>> START Text
# Yamaha warranty question



## KCTim (Feb 7, 2017)

I called them about 6 months ago and they told me that they would sell me their extended warranty as long as the original warranty had not yet expired.


----------



## HBFanatic (Dec 2, 2016)

TimR said:


> I called them about 6 months ago and they told me that they would sell me their extended warranty as long as the original warranty had not yet expired.


I think this one is out of warranty even though no hrs on engine.


----------



## TheAdamsProject (Oct 29, 2007)

The motor warranty should start from from the date from when it is registered. Yamaha I believe technically does not even have year models anymore. Just a serial that gets registered. Unless the company that raffled it off registered it, which they shouldnt, that motor should have full factory warranty.


----------



## TheAdamsProject (Oct 29, 2007)

TimR said:


> I called them about 6 months ago and they told me that they would sell me their extended warranty as long as the original warranty had not yet expired.


This is also true but did they say it the original warranty had even begun?


----------



## tjtfishon (Feb 9, 2016)

nativejax said:


> This is also true but did they say it the original warranty had even begun?


If it was a raffled engine it was probably sold to the dealer as a "demo" engine with the warranty starting when it shipped to the dealer. Presumably you got a good deal since the raffle winner didn't pay anything for it. You might have to 'self insure' this one...


----------



## free88 (Apr 18, 2017)

I know there are some vendors that sell prior year new outboards that the standard warranty would still apply from the actual date of purchase for the end user. For example, they are selling a brand new 2016 today. You buy it today, and the standard 3 (or whatever) year warranty begins now. You would most likely have to be buying it directly from an authorized dealer. That may be the catch.

In any case, I would just email or call them. What's the worst that can happen? They tell you that you are out of luck? Oh well. Hopefully you got a good deal on this purchase and it offsets the lack of warranty.
>> END Text
>> START Provided data
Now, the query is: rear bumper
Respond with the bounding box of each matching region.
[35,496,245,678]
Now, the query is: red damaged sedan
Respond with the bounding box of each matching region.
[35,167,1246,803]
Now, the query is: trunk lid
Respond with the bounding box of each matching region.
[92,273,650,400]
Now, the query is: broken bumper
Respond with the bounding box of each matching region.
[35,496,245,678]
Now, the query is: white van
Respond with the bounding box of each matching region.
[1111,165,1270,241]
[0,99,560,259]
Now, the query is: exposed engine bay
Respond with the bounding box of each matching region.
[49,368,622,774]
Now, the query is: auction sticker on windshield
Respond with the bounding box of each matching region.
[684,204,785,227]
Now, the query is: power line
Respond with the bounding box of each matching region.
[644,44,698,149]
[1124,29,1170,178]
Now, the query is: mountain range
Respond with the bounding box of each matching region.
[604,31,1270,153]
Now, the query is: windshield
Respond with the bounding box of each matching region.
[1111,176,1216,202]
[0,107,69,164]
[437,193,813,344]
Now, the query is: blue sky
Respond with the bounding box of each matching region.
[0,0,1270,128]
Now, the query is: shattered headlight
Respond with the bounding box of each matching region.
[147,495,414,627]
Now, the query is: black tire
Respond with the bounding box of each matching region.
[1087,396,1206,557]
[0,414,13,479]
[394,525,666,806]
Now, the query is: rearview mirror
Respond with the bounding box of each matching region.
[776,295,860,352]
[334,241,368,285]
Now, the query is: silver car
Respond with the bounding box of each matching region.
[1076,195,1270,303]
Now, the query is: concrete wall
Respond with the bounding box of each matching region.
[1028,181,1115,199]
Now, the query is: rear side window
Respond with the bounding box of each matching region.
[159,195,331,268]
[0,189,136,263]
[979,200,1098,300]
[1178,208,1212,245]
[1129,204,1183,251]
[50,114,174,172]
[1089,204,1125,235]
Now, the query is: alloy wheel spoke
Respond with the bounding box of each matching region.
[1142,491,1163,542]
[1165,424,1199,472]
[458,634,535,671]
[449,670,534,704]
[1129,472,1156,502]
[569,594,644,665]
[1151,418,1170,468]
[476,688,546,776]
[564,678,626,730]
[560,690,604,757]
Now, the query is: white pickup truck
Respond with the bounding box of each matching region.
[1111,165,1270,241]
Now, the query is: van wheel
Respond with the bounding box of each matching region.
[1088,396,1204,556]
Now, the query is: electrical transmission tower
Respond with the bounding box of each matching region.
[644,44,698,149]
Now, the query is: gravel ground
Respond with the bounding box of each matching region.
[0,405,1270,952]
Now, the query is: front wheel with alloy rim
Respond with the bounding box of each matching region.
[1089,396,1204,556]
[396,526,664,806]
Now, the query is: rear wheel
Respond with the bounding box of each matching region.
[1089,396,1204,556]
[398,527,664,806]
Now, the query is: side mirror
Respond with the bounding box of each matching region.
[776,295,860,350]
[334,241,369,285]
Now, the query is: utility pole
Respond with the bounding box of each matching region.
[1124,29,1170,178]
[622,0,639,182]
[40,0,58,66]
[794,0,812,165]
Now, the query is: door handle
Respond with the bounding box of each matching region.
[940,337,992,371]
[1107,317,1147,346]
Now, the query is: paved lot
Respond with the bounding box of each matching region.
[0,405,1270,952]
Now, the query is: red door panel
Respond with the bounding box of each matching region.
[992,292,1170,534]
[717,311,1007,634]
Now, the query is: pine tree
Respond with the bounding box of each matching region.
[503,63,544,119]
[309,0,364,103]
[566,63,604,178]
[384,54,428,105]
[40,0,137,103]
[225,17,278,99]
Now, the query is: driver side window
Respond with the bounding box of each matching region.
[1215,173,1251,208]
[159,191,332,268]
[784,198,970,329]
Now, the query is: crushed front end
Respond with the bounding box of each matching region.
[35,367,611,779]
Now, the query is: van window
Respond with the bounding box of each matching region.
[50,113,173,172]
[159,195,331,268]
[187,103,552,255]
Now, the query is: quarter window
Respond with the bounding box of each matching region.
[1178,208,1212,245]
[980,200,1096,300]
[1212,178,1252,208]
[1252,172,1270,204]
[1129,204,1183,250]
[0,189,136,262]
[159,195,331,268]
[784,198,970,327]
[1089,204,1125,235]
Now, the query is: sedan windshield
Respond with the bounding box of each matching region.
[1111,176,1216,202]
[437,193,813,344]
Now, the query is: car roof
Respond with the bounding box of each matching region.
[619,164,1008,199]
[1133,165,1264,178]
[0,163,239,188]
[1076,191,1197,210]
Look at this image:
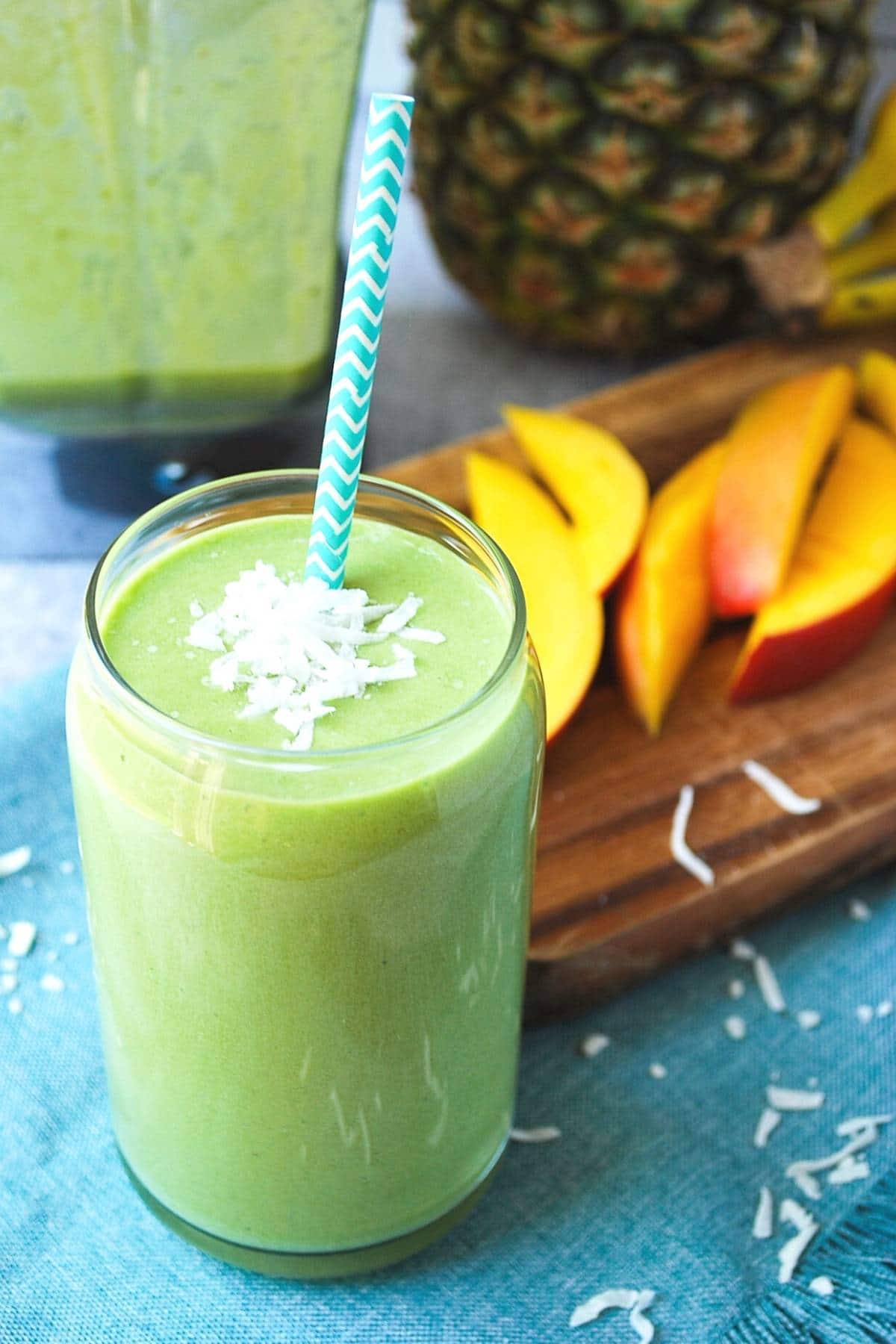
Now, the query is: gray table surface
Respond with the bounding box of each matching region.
[0,0,896,687]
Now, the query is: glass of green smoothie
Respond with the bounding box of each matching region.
[67,472,544,1277]
[0,0,368,437]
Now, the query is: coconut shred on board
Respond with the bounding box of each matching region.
[187,561,445,751]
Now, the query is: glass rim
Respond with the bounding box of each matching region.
[84,467,526,771]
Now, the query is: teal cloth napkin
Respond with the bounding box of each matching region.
[0,672,896,1344]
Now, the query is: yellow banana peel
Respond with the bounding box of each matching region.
[806,84,896,252]
[818,276,896,328]
[859,349,896,434]
[825,205,896,285]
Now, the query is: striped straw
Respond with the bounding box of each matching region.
[305,93,414,588]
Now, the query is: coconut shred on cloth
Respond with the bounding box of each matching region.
[0,666,896,1344]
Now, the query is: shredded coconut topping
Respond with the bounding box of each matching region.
[740,761,821,817]
[187,561,445,751]
[0,844,31,877]
[669,783,716,887]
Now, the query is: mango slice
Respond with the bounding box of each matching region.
[466,453,603,741]
[615,444,726,734]
[709,366,856,615]
[504,406,650,594]
[729,418,896,703]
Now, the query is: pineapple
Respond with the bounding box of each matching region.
[408,0,869,349]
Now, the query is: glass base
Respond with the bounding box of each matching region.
[118,1152,500,1280]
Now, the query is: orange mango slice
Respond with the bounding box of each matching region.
[466,453,603,741]
[729,420,896,702]
[504,406,649,594]
[709,366,856,615]
[615,445,726,734]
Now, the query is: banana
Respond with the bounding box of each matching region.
[825,205,896,285]
[818,276,896,328]
[806,84,896,252]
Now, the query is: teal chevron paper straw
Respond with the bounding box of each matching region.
[305,93,414,588]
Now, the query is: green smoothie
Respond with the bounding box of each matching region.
[0,0,367,432]
[69,478,543,1272]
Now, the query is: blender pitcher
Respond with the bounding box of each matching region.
[0,0,367,437]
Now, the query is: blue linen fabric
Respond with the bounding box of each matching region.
[0,672,896,1344]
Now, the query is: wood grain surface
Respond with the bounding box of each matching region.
[387,326,896,1020]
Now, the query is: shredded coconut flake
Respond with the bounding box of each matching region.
[185,561,445,751]
[0,844,31,877]
[778,1199,818,1284]
[785,1124,879,1199]
[570,1287,657,1344]
[740,761,821,817]
[629,1287,657,1344]
[752,957,787,1012]
[511,1125,560,1144]
[752,1106,780,1148]
[752,1186,775,1242]
[669,783,716,887]
[7,919,37,957]
[765,1083,825,1110]
[724,1013,747,1040]
[827,1153,871,1186]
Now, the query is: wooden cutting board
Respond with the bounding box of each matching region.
[388,326,896,1020]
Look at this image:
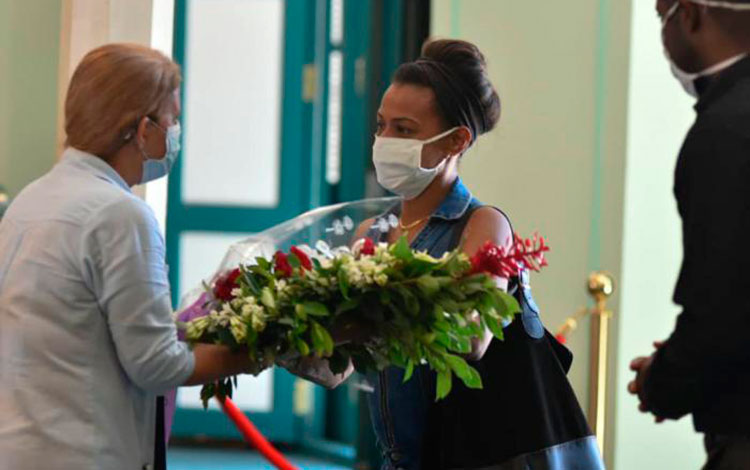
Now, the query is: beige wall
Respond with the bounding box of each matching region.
[0,0,60,195]
[0,0,173,207]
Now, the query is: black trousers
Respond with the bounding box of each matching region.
[703,434,750,470]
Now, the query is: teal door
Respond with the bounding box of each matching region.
[166,0,418,459]
[167,0,320,442]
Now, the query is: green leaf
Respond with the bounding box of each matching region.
[445,354,482,389]
[337,269,349,299]
[403,359,414,383]
[294,304,307,321]
[260,287,276,309]
[336,297,362,315]
[396,285,419,316]
[302,302,331,317]
[310,320,333,357]
[435,370,453,401]
[391,236,414,261]
[240,266,260,297]
[417,274,440,297]
[296,338,310,356]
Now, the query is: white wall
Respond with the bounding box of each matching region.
[615,1,704,470]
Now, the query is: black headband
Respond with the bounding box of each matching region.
[415,57,489,141]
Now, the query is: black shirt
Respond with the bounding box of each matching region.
[643,58,750,435]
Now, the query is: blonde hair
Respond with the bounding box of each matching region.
[65,44,182,158]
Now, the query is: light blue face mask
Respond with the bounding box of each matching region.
[141,121,182,184]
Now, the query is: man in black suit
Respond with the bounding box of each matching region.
[628,0,750,470]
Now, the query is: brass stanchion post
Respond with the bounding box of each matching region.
[588,272,614,455]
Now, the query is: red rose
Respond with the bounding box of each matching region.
[290,246,312,271]
[471,235,549,278]
[273,251,294,277]
[359,238,375,256]
[471,242,518,278]
[214,268,242,302]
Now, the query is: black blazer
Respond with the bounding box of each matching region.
[642,57,750,435]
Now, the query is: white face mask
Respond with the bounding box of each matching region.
[372,127,458,200]
[661,0,750,98]
[140,122,182,184]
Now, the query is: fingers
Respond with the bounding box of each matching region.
[630,357,648,372]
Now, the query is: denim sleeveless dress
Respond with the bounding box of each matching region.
[368,179,604,470]
[368,179,481,470]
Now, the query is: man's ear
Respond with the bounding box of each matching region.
[134,116,151,148]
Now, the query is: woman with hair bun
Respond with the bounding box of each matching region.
[362,40,604,470]
[284,40,604,470]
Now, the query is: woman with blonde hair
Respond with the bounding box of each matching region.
[0,44,268,470]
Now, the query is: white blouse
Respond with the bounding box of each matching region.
[0,149,195,470]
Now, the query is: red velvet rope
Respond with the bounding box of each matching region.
[219,398,299,470]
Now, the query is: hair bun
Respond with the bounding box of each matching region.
[422,39,501,134]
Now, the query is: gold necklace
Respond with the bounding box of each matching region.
[398,215,430,232]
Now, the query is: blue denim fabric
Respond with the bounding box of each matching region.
[368,178,481,470]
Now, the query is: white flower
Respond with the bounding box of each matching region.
[375,273,388,287]
[229,316,247,343]
[185,316,210,341]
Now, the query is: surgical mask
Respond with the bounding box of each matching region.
[661,0,750,98]
[141,122,182,184]
[372,127,458,200]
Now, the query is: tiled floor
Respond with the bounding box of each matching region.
[167,447,348,470]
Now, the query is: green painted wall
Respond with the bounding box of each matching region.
[432,0,703,470]
[0,0,61,195]
[432,0,629,448]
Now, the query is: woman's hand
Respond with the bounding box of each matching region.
[184,344,273,385]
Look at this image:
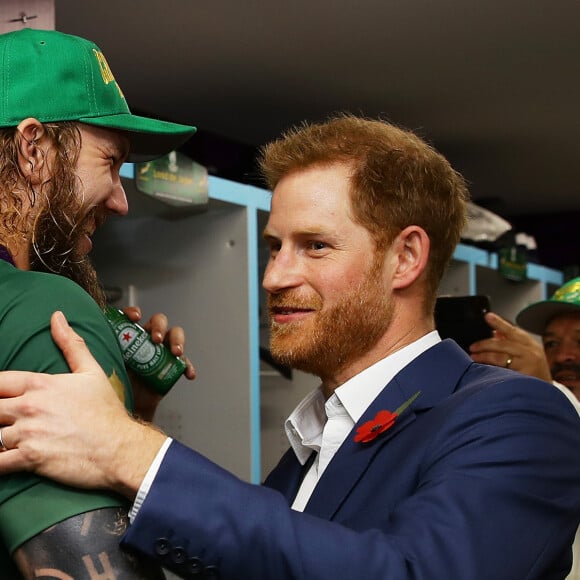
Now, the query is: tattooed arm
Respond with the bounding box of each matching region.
[13,508,165,580]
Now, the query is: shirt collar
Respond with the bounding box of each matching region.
[284,330,441,465]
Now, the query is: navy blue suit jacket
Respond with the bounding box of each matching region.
[124,340,580,580]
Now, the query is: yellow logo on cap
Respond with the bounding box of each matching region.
[93,48,125,99]
[552,279,580,303]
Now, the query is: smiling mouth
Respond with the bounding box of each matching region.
[270,307,314,315]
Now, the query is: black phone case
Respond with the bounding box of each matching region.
[435,294,493,352]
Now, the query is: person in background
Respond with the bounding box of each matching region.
[471,278,580,580]
[0,29,194,580]
[0,114,580,580]
[470,278,580,398]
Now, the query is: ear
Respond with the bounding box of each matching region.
[391,226,431,289]
[15,117,46,182]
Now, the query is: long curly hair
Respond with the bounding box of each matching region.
[0,122,105,306]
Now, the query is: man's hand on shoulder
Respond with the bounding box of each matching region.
[0,312,166,500]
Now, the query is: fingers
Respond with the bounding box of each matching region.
[50,311,102,372]
[118,306,196,380]
[122,306,141,322]
[143,312,169,344]
[485,312,517,338]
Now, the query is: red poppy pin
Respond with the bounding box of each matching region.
[354,391,421,443]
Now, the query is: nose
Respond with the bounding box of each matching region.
[262,249,302,294]
[554,341,580,362]
[105,177,129,215]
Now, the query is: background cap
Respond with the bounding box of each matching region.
[516,278,580,334]
[0,28,196,161]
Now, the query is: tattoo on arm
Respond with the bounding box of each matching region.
[13,508,165,580]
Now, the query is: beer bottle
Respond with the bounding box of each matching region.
[105,306,186,395]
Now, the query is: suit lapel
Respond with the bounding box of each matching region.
[264,448,316,505]
[304,340,472,520]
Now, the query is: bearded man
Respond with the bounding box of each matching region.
[0,115,580,580]
[0,29,194,580]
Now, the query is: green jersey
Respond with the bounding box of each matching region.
[0,260,133,580]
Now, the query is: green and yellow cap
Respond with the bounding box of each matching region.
[0,28,196,161]
[516,278,580,334]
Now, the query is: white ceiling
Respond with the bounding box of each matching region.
[39,0,580,268]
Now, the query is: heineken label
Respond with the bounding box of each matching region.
[105,307,186,395]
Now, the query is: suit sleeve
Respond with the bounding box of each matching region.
[124,380,580,580]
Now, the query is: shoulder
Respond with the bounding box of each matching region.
[0,267,100,323]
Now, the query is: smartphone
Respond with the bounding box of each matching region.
[435,294,493,353]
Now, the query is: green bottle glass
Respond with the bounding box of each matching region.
[105,306,186,395]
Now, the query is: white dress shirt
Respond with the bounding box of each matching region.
[285,331,441,511]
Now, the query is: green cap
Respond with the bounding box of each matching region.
[0,28,195,161]
[516,278,580,334]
>> END Provided data
§ **Stated task**
Reproduce word for word the passage of the Yamaha warranty thread from "I know there" to "lack of warranty.".

§ **Answer to this problem**
I know there are some vendors that sell prior year new outboards that the standard warranty would still apply from the actual date of purchase for the end user. For example, they are selling a brand new 2016 today. You buy it today, and the standard 3 (or whatever) year warranty begins now. You would most likely have to be buying it directly from an authorized dealer. That may be the catch.

In any case, I would just email or call them. What's the worst that can happen? They tell you that you are out of luck? Oh well. Hopefully you got a good deal on this purchase and it offsets the lack of warranty.